In the remainder of this section, we focus on N-HCD relocation, since
the packet loss issue is well known. To maximize the generality, the
problem is modeled as link switching which entails change of N-HCD.
Cellular radio handover is a particular case of link switching. To
avoid full header restart, N-context information must be transferred
from the original N-HCD to the new N-HCD, to jumpstart the process at
the new N-HCD. The header compression scheme must be such that it can
handle that context information transfer without being disrupted. The
basic idea is that the old N-HCD takes a snapshot of its N-context
information and transfers it to the new N-HCD. When the mobile terminal
resumes communication after link switching, the new N-HCD will use the
transferred N-contexts to resume the compression/decompression. The
next section outlines the main challenges or pitfalls to overcome when
the contexts are transferred from the old N-HCD to the new N-HCD.
X.1. Challenges of context transfer
X.1.1. Stale context
There is some elapsed time between T1, the time when the old N-HCD
takes a snapshot of its context for transfer to the new N-HCD, and T2,
the time when the new N-HCD starts to use the contexts. Between T1 and
T2, the old N-HCD and M-HCD may have continued to exchange traffic on
the old link. The old N-HCD may have updated its compression context,
and the M-HCD updated its decompression context accordingly to stay in
synchronization. In the same fashion, the M-HCD may have updated its
compression context, and the N-HCD updated its decompression context
accordingly. When that happens, the N-contexts used by the new N-HCD
may be out of sync with the M-contexts, and consequently, decompression
is incorrect. In particular, the modes have to be in sync after handover.

= STATED EXERCISE 1 =
How many lines of the rows contain the word "brick"? Reply with the number alone.

(Rows of bounding-box annotation data)
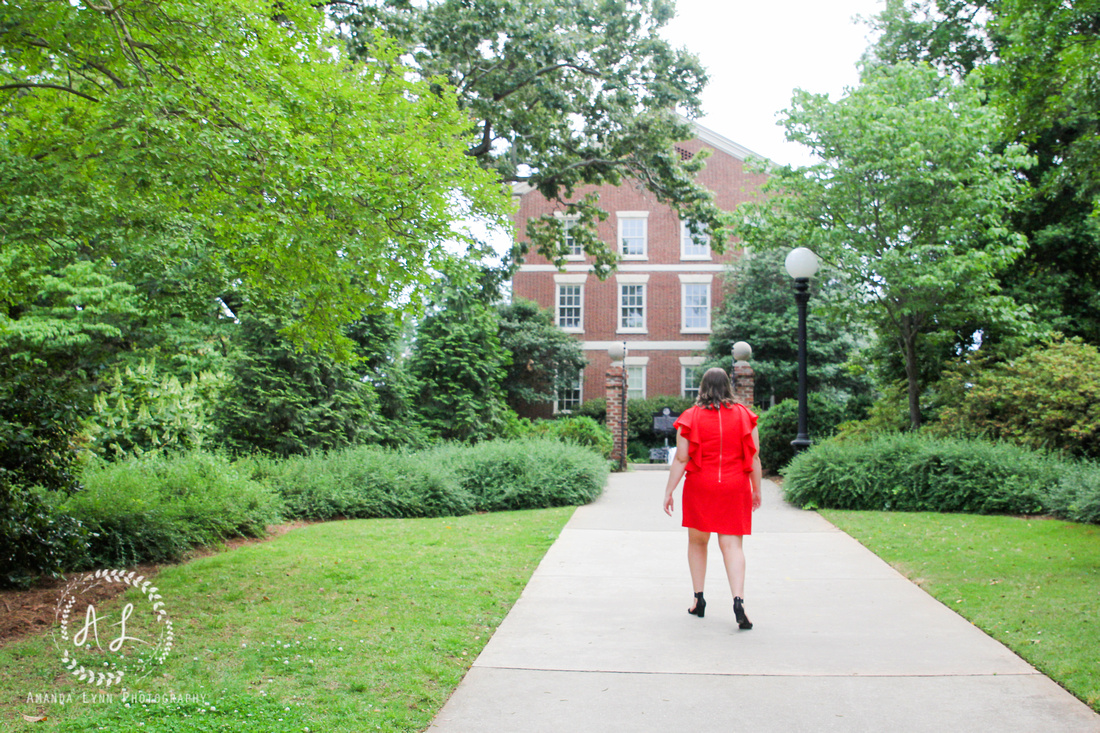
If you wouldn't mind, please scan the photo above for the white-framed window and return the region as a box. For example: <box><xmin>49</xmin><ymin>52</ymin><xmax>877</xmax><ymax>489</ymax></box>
<box><xmin>616</xmin><ymin>275</ymin><xmax>649</xmax><ymax>333</ymax></box>
<box><xmin>616</xmin><ymin>211</ymin><xmax>649</xmax><ymax>260</ymax></box>
<box><xmin>553</xmin><ymin>274</ymin><xmax>589</xmax><ymax>333</ymax></box>
<box><xmin>553</xmin><ymin>371</ymin><xmax>584</xmax><ymax>413</ymax></box>
<box><xmin>625</xmin><ymin>357</ymin><xmax>649</xmax><ymax>400</ymax></box>
<box><xmin>558</xmin><ymin>285</ymin><xmax>584</xmax><ymax>331</ymax></box>
<box><xmin>561</xmin><ymin>217</ymin><xmax>584</xmax><ymax>260</ymax></box>
<box><xmin>680</xmin><ymin>357</ymin><xmax>703</xmax><ymax>400</ymax></box>
<box><xmin>680</xmin><ymin>275</ymin><xmax>714</xmax><ymax>333</ymax></box>
<box><xmin>680</xmin><ymin>221</ymin><xmax>711</xmax><ymax>260</ymax></box>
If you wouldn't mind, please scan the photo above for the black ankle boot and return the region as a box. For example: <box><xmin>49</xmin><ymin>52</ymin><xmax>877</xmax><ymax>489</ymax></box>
<box><xmin>734</xmin><ymin>595</ymin><xmax>752</xmax><ymax>630</ymax></box>
<box><xmin>688</xmin><ymin>591</ymin><xmax>706</xmax><ymax>619</ymax></box>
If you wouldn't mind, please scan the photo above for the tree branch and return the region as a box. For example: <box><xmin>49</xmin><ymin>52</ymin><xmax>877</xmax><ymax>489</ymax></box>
<box><xmin>0</xmin><ymin>81</ymin><xmax>99</xmax><ymax>102</ymax></box>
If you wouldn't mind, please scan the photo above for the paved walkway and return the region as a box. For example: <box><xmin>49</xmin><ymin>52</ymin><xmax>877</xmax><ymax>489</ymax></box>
<box><xmin>430</xmin><ymin>471</ymin><xmax>1100</xmax><ymax>733</ymax></box>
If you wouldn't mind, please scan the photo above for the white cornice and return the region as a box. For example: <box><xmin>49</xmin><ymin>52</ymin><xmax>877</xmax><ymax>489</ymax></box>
<box><xmin>691</xmin><ymin>121</ymin><xmax>768</xmax><ymax>161</ymax></box>
<box><xmin>519</xmin><ymin>262</ymin><xmax>726</xmax><ymax>274</ymax></box>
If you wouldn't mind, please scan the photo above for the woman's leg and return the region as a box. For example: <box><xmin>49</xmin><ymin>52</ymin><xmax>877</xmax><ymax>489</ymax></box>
<box><xmin>718</xmin><ymin>535</ymin><xmax>745</xmax><ymax>598</ymax></box>
<box><xmin>688</xmin><ymin>527</ymin><xmax>711</xmax><ymax>593</ymax></box>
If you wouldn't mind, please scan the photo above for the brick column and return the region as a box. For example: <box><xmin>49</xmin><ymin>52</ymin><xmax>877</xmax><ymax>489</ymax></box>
<box><xmin>606</xmin><ymin>367</ymin><xmax>627</xmax><ymax>471</ymax></box>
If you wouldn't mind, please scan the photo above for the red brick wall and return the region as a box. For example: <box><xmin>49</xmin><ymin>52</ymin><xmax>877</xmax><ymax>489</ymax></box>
<box><xmin>513</xmin><ymin>132</ymin><xmax>765</xmax><ymax>411</ymax></box>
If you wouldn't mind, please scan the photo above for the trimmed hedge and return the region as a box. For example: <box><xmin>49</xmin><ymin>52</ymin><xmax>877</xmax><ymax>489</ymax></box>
<box><xmin>425</xmin><ymin>438</ymin><xmax>609</xmax><ymax>512</ymax></box>
<box><xmin>253</xmin><ymin>438</ymin><xmax>608</xmax><ymax>519</ymax></box>
<box><xmin>757</xmin><ymin>392</ymin><xmax>845</xmax><ymax>473</ymax></box>
<box><xmin>254</xmin><ymin>447</ymin><xmax>474</xmax><ymax>519</ymax></box>
<box><xmin>0</xmin><ymin>435</ymin><xmax>608</xmax><ymax>586</ymax></box>
<box><xmin>783</xmin><ymin>434</ymin><xmax>1100</xmax><ymax>523</ymax></box>
<box><xmin>61</xmin><ymin>451</ymin><xmax>283</xmax><ymax>567</ymax></box>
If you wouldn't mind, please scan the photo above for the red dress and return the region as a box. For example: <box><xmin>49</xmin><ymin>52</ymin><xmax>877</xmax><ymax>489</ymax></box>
<box><xmin>674</xmin><ymin>403</ymin><xmax>757</xmax><ymax>535</ymax></box>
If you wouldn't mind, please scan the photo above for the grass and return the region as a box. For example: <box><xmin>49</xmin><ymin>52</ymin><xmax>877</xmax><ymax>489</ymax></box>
<box><xmin>822</xmin><ymin>511</ymin><xmax>1100</xmax><ymax>712</ymax></box>
<box><xmin>0</xmin><ymin>507</ymin><xmax>573</xmax><ymax>733</ymax></box>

= STATED EXERCISE 2 =
Does each statement agree with the passage on N-HCD context transfer? (a) Cellular radio handover is a particular case of link switching. (b) The new N-HCD takes a snapshot of its N-context information. (c) The packet loss issue is described as little known. Answer yes or no for each, quoting the deciding words.

= RIGHT ANSWER 1 =
2

= RIGHT ANSWER 2 =
(a) Yes: "Cellular radio handover is a particular case of link switching."
(b) No: "the old N-HCD takes a snapshot of its N-context information and transfers it to the new N-HCD"
(c) No: "the packet loss issue is well known"